Текст
▼▼▼

А почему у нас взаимодействие было слабое? Потому что связи-то не было! В бригаде, скажем, три батальона, в каждом свои танки и радиостанции разные. Командир бригады в результате может управлять только одним батальоном, а не тремя. Вот такая чехарда.
— Насколько эффективна была немецкая авиация в борьбе с нашими танками?
— Здорово! У них противотанковые бомбы были. Авиация, наверное, половину наших танков сожгла.
— Какие-то наиболее опасные типы самолетов вы выделяли?
— У них штурмовики были — «хейнкели». А «мессершмитты» — это истребители.
— Как поддержку нашей авиации танкам оцениваете?
— Мы радовались, когда Ил-2 шли штурмовать, это мы очень приветствовали, аплодировали даже. Они хорошо работали, наносили большой урон. На них ведь «катюши» стояли, кроме бомб.
— В каких случаях стреляли с ходу и стреляли ли вообще с ходу?

▲▲▲

Задание 1
Чем, согласно интервью о танковых боях, немецкая авиация боролась с нашими танками?
Задание 2
Переведите на английский предложение из интервью о танковых боях: «Командир бригады в результате может управлять только одним батальоном, а не тремя».
Отвечайте только по тексту интервью.

Записи с разметкой точек

▼▼▼

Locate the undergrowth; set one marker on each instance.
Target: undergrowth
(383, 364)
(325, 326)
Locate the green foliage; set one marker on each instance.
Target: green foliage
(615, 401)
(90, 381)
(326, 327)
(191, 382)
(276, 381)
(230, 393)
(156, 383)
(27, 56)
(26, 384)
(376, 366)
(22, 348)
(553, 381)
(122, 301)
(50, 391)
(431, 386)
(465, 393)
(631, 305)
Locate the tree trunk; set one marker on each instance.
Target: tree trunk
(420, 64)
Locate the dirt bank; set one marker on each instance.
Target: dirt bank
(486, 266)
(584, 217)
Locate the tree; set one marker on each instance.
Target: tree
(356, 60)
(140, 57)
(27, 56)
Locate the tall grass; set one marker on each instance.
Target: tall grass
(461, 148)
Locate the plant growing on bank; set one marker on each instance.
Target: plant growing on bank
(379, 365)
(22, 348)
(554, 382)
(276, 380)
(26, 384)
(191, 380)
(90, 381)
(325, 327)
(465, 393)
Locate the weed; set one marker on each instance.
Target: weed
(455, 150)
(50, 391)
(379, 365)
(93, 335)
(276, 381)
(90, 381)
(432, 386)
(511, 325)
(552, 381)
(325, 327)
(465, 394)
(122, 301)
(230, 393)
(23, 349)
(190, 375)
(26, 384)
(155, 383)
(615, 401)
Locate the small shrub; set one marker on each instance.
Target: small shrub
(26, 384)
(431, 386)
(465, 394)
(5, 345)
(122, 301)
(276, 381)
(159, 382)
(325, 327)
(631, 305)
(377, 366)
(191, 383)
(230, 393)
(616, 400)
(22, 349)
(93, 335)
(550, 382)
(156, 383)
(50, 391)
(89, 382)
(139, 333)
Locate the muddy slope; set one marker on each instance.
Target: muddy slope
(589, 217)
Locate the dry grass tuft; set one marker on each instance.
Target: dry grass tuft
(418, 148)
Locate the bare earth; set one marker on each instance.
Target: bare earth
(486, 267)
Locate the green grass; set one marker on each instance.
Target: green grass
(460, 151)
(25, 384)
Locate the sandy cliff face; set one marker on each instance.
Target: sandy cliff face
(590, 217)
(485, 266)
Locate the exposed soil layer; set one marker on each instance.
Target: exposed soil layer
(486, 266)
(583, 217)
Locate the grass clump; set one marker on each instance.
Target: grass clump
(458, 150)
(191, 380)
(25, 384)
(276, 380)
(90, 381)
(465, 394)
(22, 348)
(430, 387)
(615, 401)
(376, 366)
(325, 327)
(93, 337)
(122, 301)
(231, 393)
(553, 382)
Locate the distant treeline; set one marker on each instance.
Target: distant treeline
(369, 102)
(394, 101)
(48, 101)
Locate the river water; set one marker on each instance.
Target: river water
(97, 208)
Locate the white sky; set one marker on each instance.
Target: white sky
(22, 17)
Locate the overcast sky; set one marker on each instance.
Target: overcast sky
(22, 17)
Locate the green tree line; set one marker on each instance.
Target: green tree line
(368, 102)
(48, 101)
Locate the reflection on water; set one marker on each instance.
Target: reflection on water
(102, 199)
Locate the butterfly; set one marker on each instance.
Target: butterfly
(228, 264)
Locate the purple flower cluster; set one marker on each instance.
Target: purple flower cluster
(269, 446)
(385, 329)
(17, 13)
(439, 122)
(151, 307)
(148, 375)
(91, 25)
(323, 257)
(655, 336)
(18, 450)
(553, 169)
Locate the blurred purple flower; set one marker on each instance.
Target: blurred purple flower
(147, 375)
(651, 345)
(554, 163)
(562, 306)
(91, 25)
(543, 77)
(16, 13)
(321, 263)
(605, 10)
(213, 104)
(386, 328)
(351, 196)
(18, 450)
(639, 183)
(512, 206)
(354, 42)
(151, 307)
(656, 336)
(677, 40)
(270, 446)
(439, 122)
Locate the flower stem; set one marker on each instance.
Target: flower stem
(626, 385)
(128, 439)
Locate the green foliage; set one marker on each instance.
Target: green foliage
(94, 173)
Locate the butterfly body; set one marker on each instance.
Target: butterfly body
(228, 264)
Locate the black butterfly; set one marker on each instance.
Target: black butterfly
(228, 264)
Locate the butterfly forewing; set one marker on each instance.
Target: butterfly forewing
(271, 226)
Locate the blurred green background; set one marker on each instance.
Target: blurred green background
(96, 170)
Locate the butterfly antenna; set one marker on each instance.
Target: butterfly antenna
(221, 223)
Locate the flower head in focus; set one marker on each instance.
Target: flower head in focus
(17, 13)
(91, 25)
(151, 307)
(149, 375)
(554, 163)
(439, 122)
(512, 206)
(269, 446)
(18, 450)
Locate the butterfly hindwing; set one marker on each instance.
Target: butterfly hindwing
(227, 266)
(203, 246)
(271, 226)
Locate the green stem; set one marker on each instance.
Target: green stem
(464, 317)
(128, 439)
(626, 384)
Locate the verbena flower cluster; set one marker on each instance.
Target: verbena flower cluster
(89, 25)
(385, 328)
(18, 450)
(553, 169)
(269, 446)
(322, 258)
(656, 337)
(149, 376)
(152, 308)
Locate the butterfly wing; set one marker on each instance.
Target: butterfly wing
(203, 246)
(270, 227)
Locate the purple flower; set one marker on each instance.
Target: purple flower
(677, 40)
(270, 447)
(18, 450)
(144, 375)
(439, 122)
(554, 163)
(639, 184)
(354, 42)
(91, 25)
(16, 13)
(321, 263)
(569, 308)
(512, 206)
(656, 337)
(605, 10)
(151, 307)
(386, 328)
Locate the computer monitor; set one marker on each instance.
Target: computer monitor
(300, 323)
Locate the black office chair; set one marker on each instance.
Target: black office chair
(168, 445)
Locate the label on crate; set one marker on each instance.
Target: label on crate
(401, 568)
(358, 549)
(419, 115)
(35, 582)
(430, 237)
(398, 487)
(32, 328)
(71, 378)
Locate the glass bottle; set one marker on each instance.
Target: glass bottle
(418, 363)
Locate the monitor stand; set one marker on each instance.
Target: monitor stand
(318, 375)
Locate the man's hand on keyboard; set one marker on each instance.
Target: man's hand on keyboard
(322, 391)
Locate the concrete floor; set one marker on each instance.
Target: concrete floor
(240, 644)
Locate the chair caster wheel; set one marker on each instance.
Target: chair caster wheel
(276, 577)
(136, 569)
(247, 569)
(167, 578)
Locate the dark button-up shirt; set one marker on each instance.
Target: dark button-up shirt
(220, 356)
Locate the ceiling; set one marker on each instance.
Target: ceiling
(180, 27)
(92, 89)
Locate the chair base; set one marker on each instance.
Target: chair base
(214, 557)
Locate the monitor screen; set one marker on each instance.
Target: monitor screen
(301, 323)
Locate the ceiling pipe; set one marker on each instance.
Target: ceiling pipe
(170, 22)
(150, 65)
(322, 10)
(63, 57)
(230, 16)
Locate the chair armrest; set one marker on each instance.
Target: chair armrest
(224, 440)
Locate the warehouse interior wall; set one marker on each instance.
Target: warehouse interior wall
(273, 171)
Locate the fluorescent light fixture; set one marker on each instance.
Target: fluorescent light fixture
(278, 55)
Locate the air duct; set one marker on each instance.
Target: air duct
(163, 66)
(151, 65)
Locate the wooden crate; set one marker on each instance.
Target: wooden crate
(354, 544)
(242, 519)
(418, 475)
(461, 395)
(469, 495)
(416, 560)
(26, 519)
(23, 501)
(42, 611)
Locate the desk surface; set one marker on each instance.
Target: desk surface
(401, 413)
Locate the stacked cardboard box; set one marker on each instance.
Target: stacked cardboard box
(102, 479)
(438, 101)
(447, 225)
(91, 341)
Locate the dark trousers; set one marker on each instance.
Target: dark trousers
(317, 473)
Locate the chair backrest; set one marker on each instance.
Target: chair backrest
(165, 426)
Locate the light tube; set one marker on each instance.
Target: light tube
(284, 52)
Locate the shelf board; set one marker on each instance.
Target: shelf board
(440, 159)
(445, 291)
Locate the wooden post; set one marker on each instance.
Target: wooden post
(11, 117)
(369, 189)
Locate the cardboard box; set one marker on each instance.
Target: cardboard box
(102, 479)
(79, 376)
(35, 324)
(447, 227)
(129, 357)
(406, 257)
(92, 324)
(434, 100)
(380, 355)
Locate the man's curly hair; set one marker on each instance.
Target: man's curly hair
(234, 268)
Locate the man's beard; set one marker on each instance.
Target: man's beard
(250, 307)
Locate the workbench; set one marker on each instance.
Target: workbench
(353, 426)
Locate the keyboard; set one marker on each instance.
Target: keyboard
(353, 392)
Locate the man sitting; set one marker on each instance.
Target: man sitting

▲▲▲

Полный ответ 1
Противотанковыми бомбами.

Полный ответ 2
As a result, the brigade commander can control only one battalion, not three.